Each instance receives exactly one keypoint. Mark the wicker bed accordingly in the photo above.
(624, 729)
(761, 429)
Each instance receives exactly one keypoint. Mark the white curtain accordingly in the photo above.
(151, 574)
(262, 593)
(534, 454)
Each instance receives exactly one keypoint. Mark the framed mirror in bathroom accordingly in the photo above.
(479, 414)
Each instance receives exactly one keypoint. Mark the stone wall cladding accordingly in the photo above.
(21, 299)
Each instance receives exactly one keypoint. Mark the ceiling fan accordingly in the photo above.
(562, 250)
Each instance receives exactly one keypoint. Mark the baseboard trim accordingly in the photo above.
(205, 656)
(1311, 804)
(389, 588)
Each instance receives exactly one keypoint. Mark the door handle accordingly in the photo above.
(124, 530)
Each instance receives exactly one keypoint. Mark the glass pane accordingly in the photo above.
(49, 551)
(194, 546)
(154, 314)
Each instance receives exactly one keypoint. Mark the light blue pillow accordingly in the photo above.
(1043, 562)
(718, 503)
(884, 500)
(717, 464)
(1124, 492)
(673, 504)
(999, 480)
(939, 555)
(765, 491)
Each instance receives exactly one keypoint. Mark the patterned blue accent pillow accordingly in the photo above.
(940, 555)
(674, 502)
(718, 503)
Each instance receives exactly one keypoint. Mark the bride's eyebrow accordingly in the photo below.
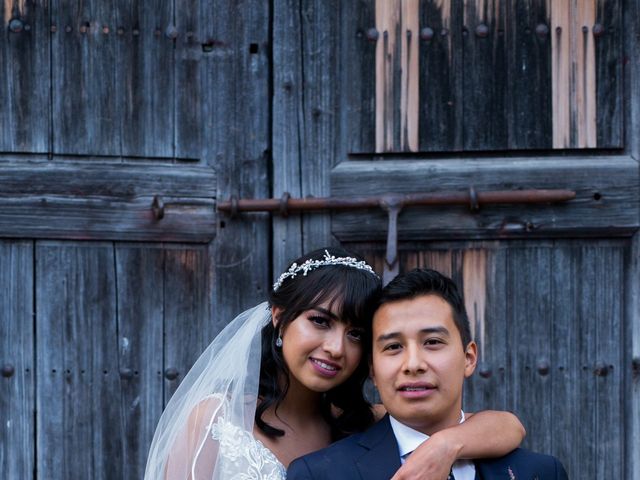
(326, 312)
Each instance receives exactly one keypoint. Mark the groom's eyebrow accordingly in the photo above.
(429, 330)
(329, 313)
(388, 336)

──────────────────────────────

Would you restate word for word only the lines from the one containing "Each instance receives exactly one keypoint. Mark the stone" to the final line of the material, both ends included, without any pictures?

Answer box.
Each instance receives exactly one keypoint. Mark the stone wall cladding accordingly in the photo above.
(21, 299)
Each instance receives exactly one keypoint. Mark the ceiling fan accordingly in the photo above.
(562, 250)
Each instance receives exactly one keypoint. Mark the baseboard trim accordingly in the photo above.
(205, 656)
(1311, 804)
(389, 588)
Each instance receives exactly one keypoint. Mark the door handle accordingly in the photo above.
(124, 530)
Each instance receives exactly one keypoint. Mark the glass pane accordingly in the photo above.
(49, 551)
(194, 546)
(154, 314)
Each instance receives exactly one keypoint. Mark the light blue pillow accordingly in the photo above.
(1043, 562)
(718, 503)
(884, 500)
(717, 464)
(1124, 492)
(673, 504)
(999, 480)
(939, 555)
(765, 491)
Each instance receives exactly one keypoint. Mark the patterned blue accent pillow accordingly in the photo above.
(940, 555)
(674, 502)
(718, 503)
Each instance receives exactly one keypoint. Mark the bride's eyebrow accordingly in the photo below.
(326, 312)
Each instance receives exactly one keypoint. Mark the groom's eyebrow accordingly in the photo above.
(429, 330)
(329, 313)
(388, 336)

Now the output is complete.